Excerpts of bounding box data
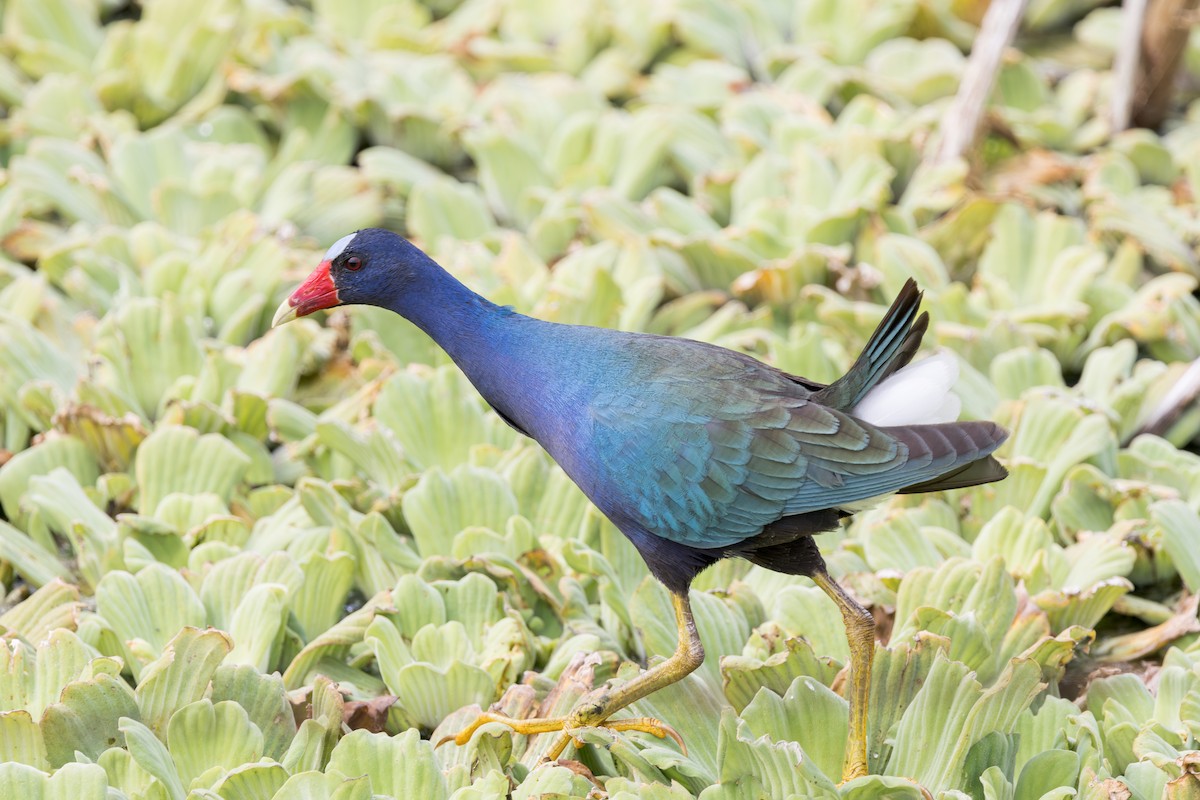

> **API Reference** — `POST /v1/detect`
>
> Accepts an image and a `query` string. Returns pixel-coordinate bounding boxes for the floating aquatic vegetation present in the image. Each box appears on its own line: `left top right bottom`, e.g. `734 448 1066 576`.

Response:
0 0 1200 800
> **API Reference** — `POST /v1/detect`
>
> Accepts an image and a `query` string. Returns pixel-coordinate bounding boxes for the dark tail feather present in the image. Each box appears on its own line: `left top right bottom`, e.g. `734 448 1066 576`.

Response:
812 278 929 411
886 422 1008 494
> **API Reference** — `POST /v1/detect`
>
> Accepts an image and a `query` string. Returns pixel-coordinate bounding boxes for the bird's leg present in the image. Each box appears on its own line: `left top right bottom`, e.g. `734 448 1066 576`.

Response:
809 570 875 781
439 593 704 760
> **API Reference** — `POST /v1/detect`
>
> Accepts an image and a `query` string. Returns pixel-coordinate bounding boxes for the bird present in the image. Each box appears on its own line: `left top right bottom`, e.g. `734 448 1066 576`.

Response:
272 228 1008 780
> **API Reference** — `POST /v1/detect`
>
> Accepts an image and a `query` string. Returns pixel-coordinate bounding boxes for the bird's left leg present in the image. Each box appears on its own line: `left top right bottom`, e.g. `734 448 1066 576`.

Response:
444 590 704 760
809 569 875 781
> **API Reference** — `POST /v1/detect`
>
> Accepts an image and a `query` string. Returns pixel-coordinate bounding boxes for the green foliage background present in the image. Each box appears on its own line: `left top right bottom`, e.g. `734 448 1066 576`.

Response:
0 0 1200 800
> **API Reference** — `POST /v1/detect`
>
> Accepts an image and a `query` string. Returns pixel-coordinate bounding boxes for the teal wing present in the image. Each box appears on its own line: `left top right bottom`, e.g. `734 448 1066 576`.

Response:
590 362 1007 548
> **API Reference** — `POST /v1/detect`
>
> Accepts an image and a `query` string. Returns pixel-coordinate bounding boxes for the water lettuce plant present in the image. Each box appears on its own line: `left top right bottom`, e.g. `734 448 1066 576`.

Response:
0 0 1200 800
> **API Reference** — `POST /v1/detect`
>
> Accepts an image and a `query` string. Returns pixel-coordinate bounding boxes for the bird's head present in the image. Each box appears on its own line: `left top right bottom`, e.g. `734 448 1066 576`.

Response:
271 228 431 326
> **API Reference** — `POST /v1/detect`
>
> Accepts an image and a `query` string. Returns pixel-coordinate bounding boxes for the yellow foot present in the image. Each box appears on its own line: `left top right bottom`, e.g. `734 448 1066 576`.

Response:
436 711 688 760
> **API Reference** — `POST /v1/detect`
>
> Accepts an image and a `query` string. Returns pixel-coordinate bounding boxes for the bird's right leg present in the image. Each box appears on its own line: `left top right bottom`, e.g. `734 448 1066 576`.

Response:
809 569 875 781
438 593 704 760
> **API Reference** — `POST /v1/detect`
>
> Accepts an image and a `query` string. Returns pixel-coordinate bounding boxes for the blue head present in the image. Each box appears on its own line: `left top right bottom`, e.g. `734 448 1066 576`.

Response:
272 228 444 325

**EXERCISE**
Render every line of the records above as a numbered list, skipping blank lines and omitting the pictures.

**WRITTEN RESPONSE**
1. > **API Reference** — `POST /v1/detect`
2. >
3. > Accepts an image and a `query` string. Returns pixel-coordinate bounding boxes for the floating aquatic vegetation present in the image. Each box appears on its own line: `left top right bottom`, e.g. `734 448 1066 576`.
4. Response:
5. 0 0 1200 800
6. > **API Reference** — `POST /v1/detect`
7. >
8. > Accepts an image and a `query` string. Returns pixel-coordinate bounding boxes for the dark tail feather present in the image. Each box appears on its own line: `left top right bottom`, e.g. `734 448 1066 576`.
9. Response:
10. 812 278 929 411
11. 886 422 1008 494
12. > **API Reference** — `POST /v1/detect`
13. >
14. > Accepts an image and a `query` string. Returns pixel-coordinate bounding boxes for the bird's leg present in the image. Each box appears on its own line: `left top right bottom`, e.g. `734 448 1066 576`.
15. Response:
16. 809 570 875 781
17. 439 593 704 760
18. > **API Reference** — `POST /v1/detect`
19. >
20. > Accepts an image and a `query` string. Returns pixel-coordinate bounding boxes for the bird present in the image. Each box appears on its own line: `left top right bottom`, e.g. `734 448 1066 576`.
21. Response:
22. 272 228 1008 780
23. > **API Reference** — `POST /v1/detect`
24. >
25. > Accepts an image and a `query` string. Returns pixel-coordinate bounding boxes for the bird's left leg present in the image. Each box appears on its own line: `left top right bottom`, e.g. `734 448 1066 576`.
26. Response:
27. 444 590 704 760
28. 809 569 875 781
29. > **API Reference** — `POST /v1/detect`
30. >
31. > Accepts an image and a `query` string. Returns pixel-coordinate bounding boxes for the green foliage background present in the image. Each box appears on its own line: `left top right bottom`, e.g. `734 448 1066 576`.
32. Response:
33. 0 0 1200 800
34. > **API Reference** — `POST /v1/detect`
35. >
36. > Accepts an image and a `query` string. Returns pixel-coordinate bounding boxes for the teal wing present in the image. Each box appears on its own line: `left top right bottom`, e.g. `734 448 1066 576`.
37. Response:
38. 590 362 1007 548
39. > **API Reference** — `POST /v1/detect`
40. >
41. > Accepts an image and a `query` string. Returns pixel-coordinate bounding boxes for the water lettuce plant present in the image. Each box appears on its own line: `left top right bottom`, e.g. `734 448 1066 576`.
42. Response:
43. 0 0 1200 800
44. > **API Reference** — `POST /v1/detect`
45. >
46. > Accepts an image and a `query` string. Returns pixel-coordinate bounding boxes for the bird's head present in the image. Each box appears on its own line: `left top right bottom`, e.g. `734 448 1066 576`.
47. Response:
48. 271 228 431 326
49. > **API Reference** — `POST /v1/detect`
50. >
51. > Accepts an image and a `query` string. Returns pixel-coordinate bounding boxes for the yellow foot present in the image. Each box appears on its own line: `left top right bottom`, e.g. `734 448 1066 576`.
52. Response:
53. 436 711 688 760
54. > **API Reference** — `POST /v1/detect`
55. >
56. > Accepts an image and a `query` string. Returns pixel-coordinate bounding boxes for the bird's right leg present in the image. Each box appears on its own line: `left top right bottom`, e.g. `734 448 1066 576`.
57. Response:
58. 809 569 875 781
59. 438 593 704 760
60. > **API Reference** — `POST /v1/detect`
61. >
62. > Accepts an image and a `query` string. Returns pixel-coordinate bounding boxes for the blue head present in the image. Each box appears on its own line: `left top right bottom`, e.g. `734 448 1066 576`.
63. Response:
64. 272 228 444 325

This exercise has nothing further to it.